-- TASK OBJECTIVE --
Reproduce exactly, and exclusively, the lines from the line containing "Where can you see the twig?" through the final line of the listing below.

-- SOURCE MATERIAL --
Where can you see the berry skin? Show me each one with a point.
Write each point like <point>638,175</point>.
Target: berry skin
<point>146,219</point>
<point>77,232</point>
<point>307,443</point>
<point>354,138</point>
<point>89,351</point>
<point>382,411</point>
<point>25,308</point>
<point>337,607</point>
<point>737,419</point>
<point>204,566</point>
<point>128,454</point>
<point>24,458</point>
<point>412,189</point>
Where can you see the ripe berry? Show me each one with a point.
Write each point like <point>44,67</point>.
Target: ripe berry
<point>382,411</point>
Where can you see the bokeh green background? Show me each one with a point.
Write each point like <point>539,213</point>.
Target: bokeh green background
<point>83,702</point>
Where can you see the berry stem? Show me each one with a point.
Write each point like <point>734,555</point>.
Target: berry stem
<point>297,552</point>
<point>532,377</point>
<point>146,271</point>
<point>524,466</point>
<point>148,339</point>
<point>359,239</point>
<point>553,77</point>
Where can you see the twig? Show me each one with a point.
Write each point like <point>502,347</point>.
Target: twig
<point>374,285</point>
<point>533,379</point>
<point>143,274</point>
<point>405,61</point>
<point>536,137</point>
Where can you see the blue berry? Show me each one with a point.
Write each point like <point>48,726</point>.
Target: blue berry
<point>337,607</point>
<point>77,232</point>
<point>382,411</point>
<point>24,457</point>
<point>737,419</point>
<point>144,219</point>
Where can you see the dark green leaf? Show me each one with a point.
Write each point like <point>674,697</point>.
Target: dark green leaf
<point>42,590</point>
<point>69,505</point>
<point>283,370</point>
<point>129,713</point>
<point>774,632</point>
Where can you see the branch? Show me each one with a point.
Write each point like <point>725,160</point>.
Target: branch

-- RESPONSE TO THE EXERCISE --
Where can you see the twig? Show me each one with a point.
Write each point like <point>502,347</point>.
Target: twig
<point>374,285</point>
<point>533,379</point>
<point>143,274</point>
<point>405,61</point>
<point>536,137</point>
Where can you see the blue berry? Show me each one with a point.
Write each point like <point>48,726</point>.
Target: blue berry
<point>337,607</point>
<point>77,232</point>
<point>382,411</point>
<point>24,457</point>
<point>737,419</point>
<point>144,219</point>
Where can you see the dark green leaf? Show me each one with a point.
Write each point like <point>674,697</point>.
Target: dark green leaf
<point>42,590</point>
<point>69,505</point>
<point>283,370</point>
<point>129,713</point>
<point>774,632</point>
Where can you see the branch? Show me each one with a point.
Write each point like <point>725,160</point>.
Target: branch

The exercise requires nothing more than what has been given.